-- START OF SOURCE --

Extract tables from DOC in .NET

GroupDocs.Parser for .NET makes it easy for C# developers to extract tables from a DOC file by implementing a few easy steps.

Instantiate Parser object for the initial document;
Check if the document supports table extraction;
Instantiate PageTableAreaOptions and TemplateTableLayout classes to set the layout of tables
Call GetTables method and obtain collection of PageTableArea objects;

Learn more about the tables extraction

How to extract tables from DOC file using C# example code

// Extract tables from DOC file using GroupDocs.Parser API
// Create an instance of Parser class
using (Parser parser = new Parser(filePath)) {
    // Check if the document supports table extraction
    if (!parser.Features.Tables) {
        Console.WriteLine("Document isn't supports tables extraction.");
        return;
    }
    // Create the layout of tables
    TemplateTableLayout layout = new TemplateTableLayout(
        new double[] { 50, 95, 275, 415, 485, 545 },
        new double[] { 325, 340, 365, 395 });
    // Create the options for table extraction
    PageTableAreaOptions options = new PageTableAreaOptions(layout);
    // Extract tables from the document.

-- END OF SOURCE --
-- START OF DATA --

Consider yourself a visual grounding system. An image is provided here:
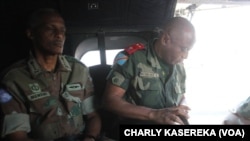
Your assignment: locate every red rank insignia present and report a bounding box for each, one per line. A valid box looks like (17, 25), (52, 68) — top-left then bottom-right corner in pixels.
(125, 43), (145, 55)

-- END OF DATA --

### TO BE DONE
1. Answer these questions about the text on extracting tables from DOC files in .NET:
(a) Which method returns the collection of PageTableArea objects?
(b) Which property does the code check to find out whether the document supports table extraction?
(c) How many values are in the first array passed to TemplateTableLayout?
2. Extend the text on extracting tables from DOC files in .NET, continuing its C# code from the point where it stops.
The lines play no part in what is asked here.

### RESULTS
1.
(a) GetTables
(b) parser.Features.Tables
(c) Six

2.
    IEnumerable<PageTableArea> tables = parser.GetTables(options);
    // Iterate over tables
    foreach (PageTableArea t in tables) {
        // Iterate over rows
        for (int row = 0; row < t.RowCount; row++) {
            // Iterate over columns
            for (int column = 0; column < t.ColumnCount; column++) {
                // Get the table cell
                PageTableAreaCell cell = t[row, column];
                if (cell != null) {
                    // Print the table cell text
                    Console.Write(cell.Text);
                    Console.Write(" | ");
                }
            }
            Console.WriteLine();
        }
        Console.WriteLine();
    }
}

System Requirements

GroupDocs.Parser for .NET APIs are supported on all major platforms and operating systems. Before executing the code below, please make sure that you have the following prerequisites installed on your system.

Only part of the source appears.